* _TRECHO DO TEXTO_:
■ ■ ■ ■

Compartilhar estórias sempre foi prática do ser humano. É algo que é feito desde a Antiguidade e continua até hoje.  Os mitos são as estórias que surgiram naquela época para que as pessoas falassem sobre si mesmas e sobre o mundo ao seu redor. Esses mitos hoje são utilizados na psicologia junguiana pois retratam situações, comportamentos e potencialidades que nos atravessam tanto como humanidade quanto individualmente. 

Dentre a infinidade de estórias míticas, existem duas que são muito significativas na psicologia: o mito de Narciso e o mito de Eros e Psiquê. Vou contá-las aqui de maneira muito simplificada, mas para assim desenvolver um pouco a ideia que quero passar.

Sobre Narciso… ele era um criança de beleza única. Como sua beleza poderia ser uma afronta aos deuses, sua mãe se consultou com o oráculo para saber mais sobre os perigos que isso podia trazer. A mãe foi então advertida de que ele viveria por muitos anos desde que não visse a si mesmo e por conta do aviso, providenciou para que não houvessem espelhos pela casa. Narciso então passou boa parte da sua vida sem se ver/reconhecer e tampouco não se interessava pelos outros, apesar de ser admirado por uma imensidão de apaixonados.

Narciso também não se interessou por Eco, uma bela ninfa que por ele havia se apaixonado perdidamente. Eco havia sido amaldiçoada por Hera e era incapaz de ter voz própria, não fazia nada senão repetir as últimas palavras do outro sem qualquer protagonismo. A maldição de Eco e a sua paixão cega a fez se isolar cada vez mais do mundo, até que deixou de se alimentar e acabou transformando-se num rochedo, repetindo apenas os sons do que os outros diziam.

■ ■ ■ ■

* _PROBLEMA A RESOLVER_:
Você pode transcrever, sem nenhuma alteração, o trecho do texto sobre os mitos que vai de "Compartilhar estórias sempre" até "humanidade quanto individualmente."? Os registros não têm relação com o texto acima.

■ ■ ■ ■

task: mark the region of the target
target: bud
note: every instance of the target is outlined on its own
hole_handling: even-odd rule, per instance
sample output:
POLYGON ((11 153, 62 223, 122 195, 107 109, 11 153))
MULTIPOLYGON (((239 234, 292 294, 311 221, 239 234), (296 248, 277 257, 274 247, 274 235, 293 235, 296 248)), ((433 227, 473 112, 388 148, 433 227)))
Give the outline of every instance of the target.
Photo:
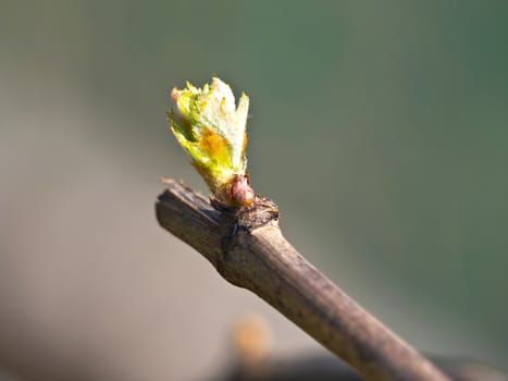
POLYGON ((190 157, 216 199, 228 206, 247 206, 253 190, 246 174, 247 113, 249 98, 238 107, 230 86, 219 78, 196 88, 173 88, 174 106, 168 112, 171 130, 190 157))

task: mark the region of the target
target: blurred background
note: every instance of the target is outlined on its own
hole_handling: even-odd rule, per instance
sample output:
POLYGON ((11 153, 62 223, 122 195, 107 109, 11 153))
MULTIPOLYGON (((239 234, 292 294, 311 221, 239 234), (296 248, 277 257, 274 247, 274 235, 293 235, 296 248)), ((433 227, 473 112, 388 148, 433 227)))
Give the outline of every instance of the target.
POLYGON ((249 95, 252 184, 310 261, 507 369, 507 40, 496 0, 1 1, 2 372, 203 380, 252 312, 321 351, 157 224, 160 176, 207 192, 165 111, 211 76, 249 95))

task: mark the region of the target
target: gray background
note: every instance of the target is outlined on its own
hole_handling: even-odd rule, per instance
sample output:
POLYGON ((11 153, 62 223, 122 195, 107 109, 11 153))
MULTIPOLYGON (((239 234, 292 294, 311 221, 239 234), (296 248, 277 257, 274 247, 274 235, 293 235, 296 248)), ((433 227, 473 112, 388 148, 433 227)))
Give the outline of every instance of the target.
POLYGON ((496 0, 3 0, 0 366, 203 379, 250 312, 319 351, 154 220, 161 175, 206 192, 169 91, 218 75, 294 245, 419 348, 506 369, 507 39, 496 0))

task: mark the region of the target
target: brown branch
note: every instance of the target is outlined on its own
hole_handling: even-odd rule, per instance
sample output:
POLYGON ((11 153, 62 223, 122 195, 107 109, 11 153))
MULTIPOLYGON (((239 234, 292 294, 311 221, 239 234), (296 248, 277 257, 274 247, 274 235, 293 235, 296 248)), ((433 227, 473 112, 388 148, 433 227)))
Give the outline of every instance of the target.
POLYGON ((250 290, 339 356, 367 380, 449 380, 309 263, 282 235, 277 209, 257 198, 237 214, 212 208, 165 181, 156 205, 161 226, 183 239, 228 282, 250 290))

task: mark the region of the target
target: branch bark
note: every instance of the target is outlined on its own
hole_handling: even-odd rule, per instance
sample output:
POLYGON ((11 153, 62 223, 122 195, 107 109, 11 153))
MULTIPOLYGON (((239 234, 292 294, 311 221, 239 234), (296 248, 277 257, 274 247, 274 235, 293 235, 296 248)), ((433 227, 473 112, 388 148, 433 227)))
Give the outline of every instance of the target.
POLYGON ((218 211, 185 185, 171 180, 165 185, 156 204, 162 228, 198 250, 226 281, 260 296, 367 380, 449 380, 284 238, 273 202, 258 197, 252 208, 218 211))

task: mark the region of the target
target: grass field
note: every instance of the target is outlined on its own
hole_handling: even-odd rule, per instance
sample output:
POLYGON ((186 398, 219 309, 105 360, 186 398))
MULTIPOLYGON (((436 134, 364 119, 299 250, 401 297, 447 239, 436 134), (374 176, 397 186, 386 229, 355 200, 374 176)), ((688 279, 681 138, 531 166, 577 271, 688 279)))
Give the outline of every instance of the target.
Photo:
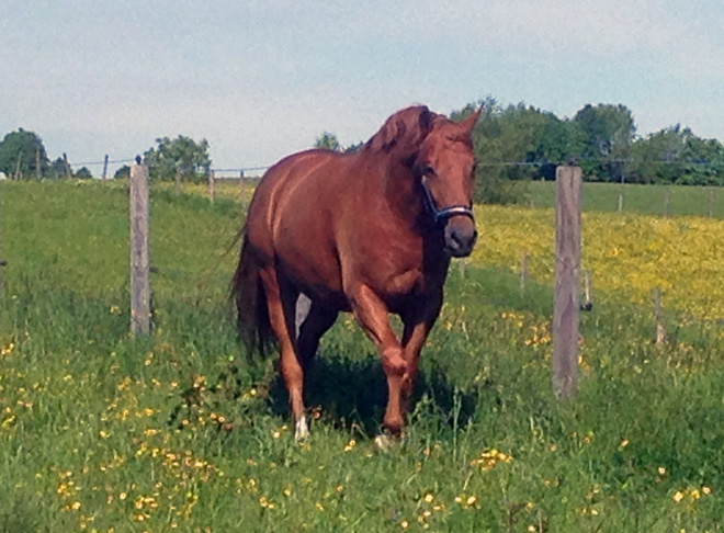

■ ■ ■ ■

* _RESPOSTA DO EXERCÍCIO_:
Compartilhar estórias sempre foi prática do ser humano. É algo que é feito desde a Antiguidade e continua até hoje.  Os mitos são as estórias que surgiram naquela época para que as pessoas falassem sobre si mesmas e sobre o mundo ao seu redor. Esses mitos hoje são utilizados na psicologia junguiana pois retratam situações, comportamentos e potencialidades que nos atravessam tanto como humanidade quanto individualmente.